## start Data lines
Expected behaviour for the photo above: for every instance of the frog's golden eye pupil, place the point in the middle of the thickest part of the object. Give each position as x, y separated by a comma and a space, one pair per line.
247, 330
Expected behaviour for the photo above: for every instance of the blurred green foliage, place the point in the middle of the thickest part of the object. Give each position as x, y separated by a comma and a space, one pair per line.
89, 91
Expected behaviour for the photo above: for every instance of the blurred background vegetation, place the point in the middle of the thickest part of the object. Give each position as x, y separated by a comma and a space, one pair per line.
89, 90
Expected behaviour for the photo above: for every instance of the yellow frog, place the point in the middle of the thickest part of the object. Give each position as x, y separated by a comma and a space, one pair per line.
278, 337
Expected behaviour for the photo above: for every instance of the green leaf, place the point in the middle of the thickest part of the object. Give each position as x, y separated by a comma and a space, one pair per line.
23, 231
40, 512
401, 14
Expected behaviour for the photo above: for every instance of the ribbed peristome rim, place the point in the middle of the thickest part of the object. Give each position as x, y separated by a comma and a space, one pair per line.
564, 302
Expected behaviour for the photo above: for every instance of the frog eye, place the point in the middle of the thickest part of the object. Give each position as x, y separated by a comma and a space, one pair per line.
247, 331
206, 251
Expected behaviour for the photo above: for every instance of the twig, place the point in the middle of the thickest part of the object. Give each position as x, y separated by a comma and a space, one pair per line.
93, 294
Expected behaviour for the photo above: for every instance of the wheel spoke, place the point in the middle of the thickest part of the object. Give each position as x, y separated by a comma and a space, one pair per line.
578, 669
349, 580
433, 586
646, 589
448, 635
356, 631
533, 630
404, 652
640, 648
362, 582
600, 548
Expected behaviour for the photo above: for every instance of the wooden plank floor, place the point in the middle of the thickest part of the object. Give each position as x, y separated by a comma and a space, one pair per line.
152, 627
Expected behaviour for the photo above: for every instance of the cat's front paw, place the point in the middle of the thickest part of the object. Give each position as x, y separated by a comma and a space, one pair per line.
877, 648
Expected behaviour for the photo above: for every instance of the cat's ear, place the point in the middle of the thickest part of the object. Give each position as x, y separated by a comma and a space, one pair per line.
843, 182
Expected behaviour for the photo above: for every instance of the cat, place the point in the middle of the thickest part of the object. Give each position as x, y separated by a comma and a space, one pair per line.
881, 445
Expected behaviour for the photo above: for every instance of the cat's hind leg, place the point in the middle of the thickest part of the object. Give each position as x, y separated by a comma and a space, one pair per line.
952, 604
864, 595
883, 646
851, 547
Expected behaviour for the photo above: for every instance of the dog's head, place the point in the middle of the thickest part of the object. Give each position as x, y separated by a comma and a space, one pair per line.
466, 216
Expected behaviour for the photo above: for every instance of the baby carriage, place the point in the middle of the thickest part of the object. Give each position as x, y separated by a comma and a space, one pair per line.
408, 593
## end Data lines
Rewrite the lines starting with the line that contains "the cat's hind" and going on through the last line, putting "widest part" in place of "thickest part" and changing nothing else.

Expected behaviour for the photo above: for every instance of the cat's hind leg, place the point in the middle of the widest part of the object. Give each position as x, y separated by a comma and a space, one pair per line.
952, 604
864, 595
883, 646
851, 547
Expected behaviour for the photo above: for every instance of the dog's head, place the point in the middle of the widest part of the object. Give each position as x, y separated by a comma and a space, one pair per line.
466, 216
Expected behaviour for the photo above: for every instance of the baby carriage, place the point in the middle of the widest part of the object. Give each position as x, y separated by a comma and a space, one pair per line.
408, 593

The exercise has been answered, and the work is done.